— Begin Records for the task —
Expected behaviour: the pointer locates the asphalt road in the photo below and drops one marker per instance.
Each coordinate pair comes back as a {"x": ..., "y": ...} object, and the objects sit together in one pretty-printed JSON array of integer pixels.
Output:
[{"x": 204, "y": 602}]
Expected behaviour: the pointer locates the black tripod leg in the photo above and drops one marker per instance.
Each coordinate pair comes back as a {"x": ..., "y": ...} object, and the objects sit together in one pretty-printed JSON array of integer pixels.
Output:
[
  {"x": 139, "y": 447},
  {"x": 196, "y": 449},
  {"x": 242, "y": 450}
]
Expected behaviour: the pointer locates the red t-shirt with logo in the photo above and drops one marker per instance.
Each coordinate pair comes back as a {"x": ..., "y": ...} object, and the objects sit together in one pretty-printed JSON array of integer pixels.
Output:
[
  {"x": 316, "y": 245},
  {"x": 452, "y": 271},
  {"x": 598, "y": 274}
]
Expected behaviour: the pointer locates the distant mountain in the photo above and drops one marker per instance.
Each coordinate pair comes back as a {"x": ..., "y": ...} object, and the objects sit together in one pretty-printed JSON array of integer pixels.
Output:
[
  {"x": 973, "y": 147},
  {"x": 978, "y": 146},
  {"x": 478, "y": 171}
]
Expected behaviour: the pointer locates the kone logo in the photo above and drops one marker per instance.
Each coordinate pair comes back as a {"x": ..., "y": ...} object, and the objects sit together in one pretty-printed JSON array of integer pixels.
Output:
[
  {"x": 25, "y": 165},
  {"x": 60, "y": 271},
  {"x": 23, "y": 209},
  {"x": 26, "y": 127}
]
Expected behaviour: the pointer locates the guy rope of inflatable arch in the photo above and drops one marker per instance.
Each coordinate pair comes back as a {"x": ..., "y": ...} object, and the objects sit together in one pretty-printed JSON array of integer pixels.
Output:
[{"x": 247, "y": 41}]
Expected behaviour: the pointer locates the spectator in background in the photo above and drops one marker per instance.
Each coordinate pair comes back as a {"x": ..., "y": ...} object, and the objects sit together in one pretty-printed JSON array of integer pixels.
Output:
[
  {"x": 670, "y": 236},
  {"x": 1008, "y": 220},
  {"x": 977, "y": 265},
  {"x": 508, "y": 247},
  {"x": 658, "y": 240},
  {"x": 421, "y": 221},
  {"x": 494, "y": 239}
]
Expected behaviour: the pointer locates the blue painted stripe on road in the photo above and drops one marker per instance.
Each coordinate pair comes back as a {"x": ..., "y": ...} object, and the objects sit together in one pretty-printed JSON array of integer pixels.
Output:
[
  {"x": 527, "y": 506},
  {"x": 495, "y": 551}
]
— End Records for the task —
### Task directions:
The data above must be returned in full, exactly as written.

### Task result:
Expected behaviour: the pointer locates the asphalt road in the photo below and drops one marker per instance.
Each coordinate pair comes back as a {"x": ..., "y": ...} object, and the objects sit together in one pretty-printed JSON array of integer pixels.
Output:
[{"x": 204, "y": 602}]
Expected behaviour: the pointer locates the black tripod leg in the photo above and drops one marker per instance.
Each coordinate pair comes back as a {"x": ..., "y": ...} object, and the objects sit together in one pretty-printed JSON array of integer pixels.
Output:
[
  {"x": 139, "y": 447},
  {"x": 196, "y": 449},
  {"x": 242, "y": 450}
]
Expected behaviour: the pointer locates the red t-shirt with logo in the photo above and drops one marker per instance.
Each coordinate pair comes back as a {"x": ..., "y": ...} object, and the objects sit together in one pretty-printed JSON array of integer pixels.
Output:
[
  {"x": 316, "y": 245},
  {"x": 452, "y": 271},
  {"x": 598, "y": 274}
]
Expected behaviour: the pointer locates the distant mountain in the photo above and drops one marker per instance.
Each coordinate pair comes back as a {"x": ..., "y": ...} object, and the objects sit together in one pretty-printed JSON array of integer pixels.
Output:
[
  {"x": 973, "y": 147},
  {"x": 978, "y": 146},
  {"x": 478, "y": 171}
]
Expected behaviour: the pointer locates the kone logo in the photo above and drops one marker per instance.
Each coordinate pair comes back as a {"x": ..., "y": ...} object, and the objects sit together in one pretty-printed JSON array of integer pixels.
Output:
[
  {"x": 25, "y": 165},
  {"x": 60, "y": 271},
  {"x": 23, "y": 209},
  {"x": 26, "y": 127}
]
Expected behaviour: the pointer locates the guy rope of inflatable arch in the photo above and drops one marker per instance.
Each coordinate pair comes back as a {"x": ..., "y": ...} object, and the objects sit together in one pretty-printed JSON array of integer pixels.
Output:
[{"x": 247, "y": 41}]
Expected behaviour: the pointer locates the spectator in background in the photo above and drops one marker per instance.
Each coordinate pair comes back as a {"x": ..., "y": ...} object, and the objects sit together in one pretty-printed JSON array of integer pixels.
Output:
[
  {"x": 670, "y": 236},
  {"x": 1008, "y": 220},
  {"x": 977, "y": 265},
  {"x": 508, "y": 247},
  {"x": 658, "y": 240},
  {"x": 421, "y": 221},
  {"x": 494, "y": 239}
]
Expected behaviour: the pointer locates the blue painted stripe on road in the photo above and drops one marker per instance.
Each coordinate pair comes back as a {"x": ..., "y": ...} object, and the objects sit together in one pretty-printed JSON array of integer pixels.
Output:
[
  {"x": 527, "y": 506},
  {"x": 495, "y": 551}
]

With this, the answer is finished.